Entries provided
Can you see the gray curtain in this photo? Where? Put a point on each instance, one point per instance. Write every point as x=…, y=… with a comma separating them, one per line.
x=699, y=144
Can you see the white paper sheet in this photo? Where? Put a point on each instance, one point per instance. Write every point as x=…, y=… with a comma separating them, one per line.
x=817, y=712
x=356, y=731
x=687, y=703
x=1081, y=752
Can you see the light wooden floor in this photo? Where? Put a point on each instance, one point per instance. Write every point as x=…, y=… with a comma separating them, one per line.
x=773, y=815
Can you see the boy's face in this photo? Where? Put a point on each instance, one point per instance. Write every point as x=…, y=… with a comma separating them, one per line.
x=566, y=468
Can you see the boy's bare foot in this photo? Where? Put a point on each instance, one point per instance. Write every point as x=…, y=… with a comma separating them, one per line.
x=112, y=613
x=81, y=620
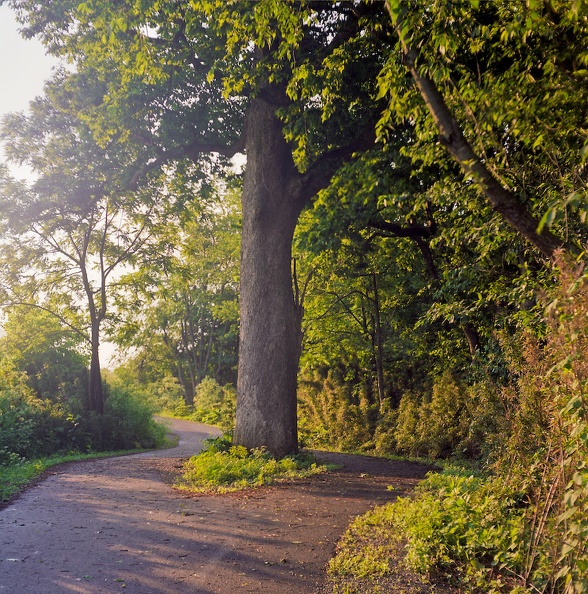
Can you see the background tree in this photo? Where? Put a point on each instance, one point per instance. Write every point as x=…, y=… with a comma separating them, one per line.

Task brief
Quote all of the entries word for word, omitting any pictures.

Task solution
Can you see the gray curtain in this photo? Where? Put a point on each instance, one point per instance. Write every point as x=…, y=… with a comma separating them, one per line.
x=699, y=144
Can you see the white paper sheet in this photo? Where? Put a point on each instance, one point per instance. Write every point as x=…, y=… with a comma separating them, one per line.
x=817, y=712
x=356, y=731
x=687, y=703
x=1081, y=752
Can you see the light wooden floor in this photo? Where? Put a point on each instance, one point per instance. Write every point as x=…, y=… with a comma separating them, one per line.
x=773, y=815
Can you see the boy's face in this photo? Where? Put a point on each instance, one point per instance. Write every point as x=…, y=… with a comma separating them, one per line.
x=566, y=468
Can you see the boy's bare foot in this photo? Where? Put a point on each instance, one point per instance. Write every point as x=…, y=… with a comma separating them, one per line.
x=112, y=613
x=81, y=620
Can you see the background tree in this photo? Where? Put a point on each instance, one point per instance. Write every point as x=…, y=… with a comma separating them, one per line.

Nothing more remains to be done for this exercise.